* **Texto fornecido**
--------------------------------

Foi no governo do presidente Fernando Collor de Melo (1990-1992) que o Brasil viu nascer seu primeiro programa de privatizações, com a constituição do Programa Nacional de Desestatização (PND). As privatizações no Brasil refletiam também uma tendência nos anos 90, de abertura econômica estabelecida pelo chamado Consenso de Washington. Essas diretrizes foram formuladas no final de 1989 por economistas e instituições como o FMI, Banco Mundial e Tesouro dos EUA, e pregavam o ajustamento macroeconômico dos países em desenvolvimento, que atravessam um longo período de dificuldades para o crescimento de suas economias.
O plano de Collor, ambicioso, foi limitado de início, uma vez que das 68 estatais incluídas apenas 18 foram realmente privatizadas. A criação do Plano Collor, idealizado pela ministra Zélia Cardoso de Mello, adotou o modelo mais liberal de ampla abertura às importações, modernização industrial e tecnológica e preparou o país para a série de desestatizações que viriam nos governos seguintes.

--------------------------------

* **Trechos de dados de anotação de pontos**
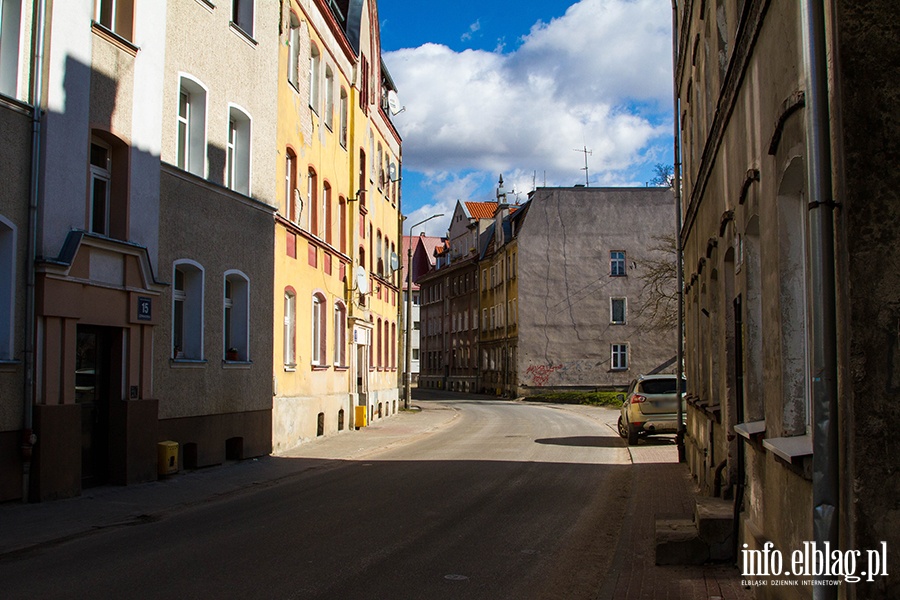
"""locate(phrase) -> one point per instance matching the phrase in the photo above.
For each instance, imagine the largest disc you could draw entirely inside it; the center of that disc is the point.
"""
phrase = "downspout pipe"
(29, 439)
(823, 320)
(679, 251)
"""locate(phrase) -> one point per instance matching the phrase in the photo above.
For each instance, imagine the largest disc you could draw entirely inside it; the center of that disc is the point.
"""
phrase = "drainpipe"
(37, 93)
(823, 347)
(679, 251)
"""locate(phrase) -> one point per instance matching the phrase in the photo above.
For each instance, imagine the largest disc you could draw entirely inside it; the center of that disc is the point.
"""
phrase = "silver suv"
(650, 407)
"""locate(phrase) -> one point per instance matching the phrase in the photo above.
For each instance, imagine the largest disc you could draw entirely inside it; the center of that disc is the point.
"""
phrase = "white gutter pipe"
(823, 323)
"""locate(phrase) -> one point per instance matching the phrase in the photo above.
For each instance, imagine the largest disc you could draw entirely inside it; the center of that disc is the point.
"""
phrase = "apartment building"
(786, 121)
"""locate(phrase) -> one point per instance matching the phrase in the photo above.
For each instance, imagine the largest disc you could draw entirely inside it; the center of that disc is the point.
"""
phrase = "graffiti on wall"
(540, 374)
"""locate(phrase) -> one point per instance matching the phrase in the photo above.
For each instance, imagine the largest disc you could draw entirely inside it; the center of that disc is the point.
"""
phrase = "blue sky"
(519, 88)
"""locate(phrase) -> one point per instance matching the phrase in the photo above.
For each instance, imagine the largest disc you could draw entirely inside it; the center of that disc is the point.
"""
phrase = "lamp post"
(408, 376)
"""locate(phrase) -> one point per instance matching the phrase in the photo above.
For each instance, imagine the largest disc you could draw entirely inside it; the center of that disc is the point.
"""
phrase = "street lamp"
(406, 383)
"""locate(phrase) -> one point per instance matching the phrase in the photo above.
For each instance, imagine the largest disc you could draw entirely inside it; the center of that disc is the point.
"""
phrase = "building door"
(93, 387)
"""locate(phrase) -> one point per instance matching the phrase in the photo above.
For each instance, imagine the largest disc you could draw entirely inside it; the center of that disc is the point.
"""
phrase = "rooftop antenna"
(587, 181)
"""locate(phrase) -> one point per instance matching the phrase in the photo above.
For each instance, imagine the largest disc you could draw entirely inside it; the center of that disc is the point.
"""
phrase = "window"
(344, 117)
(237, 316)
(187, 311)
(116, 15)
(340, 333)
(312, 184)
(237, 165)
(190, 154)
(617, 310)
(10, 20)
(329, 97)
(290, 185)
(7, 288)
(242, 15)
(325, 220)
(101, 182)
(294, 52)
(619, 357)
(318, 330)
(617, 263)
(314, 67)
(290, 328)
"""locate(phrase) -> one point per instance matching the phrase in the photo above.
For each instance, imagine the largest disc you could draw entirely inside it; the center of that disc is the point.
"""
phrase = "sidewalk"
(29, 526)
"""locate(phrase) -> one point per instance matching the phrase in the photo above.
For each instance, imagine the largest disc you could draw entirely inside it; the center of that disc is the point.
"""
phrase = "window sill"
(114, 38)
(750, 430)
(237, 364)
(187, 363)
(9, 366)
(245, 35)
(790, 448)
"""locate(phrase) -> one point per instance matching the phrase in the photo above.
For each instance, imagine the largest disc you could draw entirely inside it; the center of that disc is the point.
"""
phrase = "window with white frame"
(619, 356)
(290, 329)
(237, 316)
(237, 163)
(617, 263)
(329, 97)
(187, 311)
(345, 104)
(10, 26)
(242, 15)
(101, 184)
(318, 330)
(115, 15)
(340, 334)
(617, 310)
(315, 66)
(7, 288)
(294, 51)
(190, 154)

--------------------------------

* **Exercício proposto A**
Indique se cada afirmação abaixo concorda com o texto sobre as privatizações no governo Collor, respondendo sim ou não e citando literalmente as palavras do texto que decidem a questão.
(i) O Programa Nacional de Desestatização foi constituído no governo de Fernando Collor de Melo.
(ii) Todas as 68 estatais incluídas no plano de Collor foram privatizadas.
(iii) As diretrizes do Consenso de Washington foram formuladas no final de 1989.
* **Exercício proposto B**
Responda às perguntas a seguir com base no texto sobre as privatizações no governo Collor.
(i) Segundo o texto, quem formulou as diretrizes do Consenso de Washington?
(ii) Quem idealizou o Plano Collor?
(iii) Quantas estatais foram realmente privatizadas?
* **Exercício proposto C**
Transcreva do texto sobre as privatizações no governo Collor o trecho que começa em "Foi no governo" e vai até "de suas economias.".

* **Resposta redigida A**
(i) Sim: "Foi no governo do presidente Fernando Collor de Melo (1990-1992) que o Brasil viu nascer seu primeiro programa de privatizações, com a constituição do Programa Nacional de Desestatização (PND)."
(ii) Não: "das 68 estatais incluídas apenas 18 foram realmente privatizadas"
(iii) Sim: "Essas diretrizes foram formuladas no final de 1989"

* **Resposta redigida B**
(i) Economistas e instituições como o FMI, o Banco Mundial e o Tesouro dos EUA.
(ii) A ministra Zélia Cardoso de Mello.
(iii) 18.

* **Resposta redigida C**
Foi no governo do presidente Fernando Collor de Melo (1990-1992) que o Brasil viu nascer seu primeiro programa de privatizações, com a constituição do Programa Nacional de Desestatização (PND). As privatizações no Brasil refletiam também uma tendência nos anos 90, de abertura econômica estabelecida pelo chamado Consenso de Washington. Essas diretrizes foram formuladas no final de 1989 por economistas e instituições como o FMI, Banco Mundial e Tesouro dos EUA, e pregavam o ajustamento macroeconômico dos países em desenvolvimento, que atravessam um longo período de dificuldades para o crescimento de suas economias.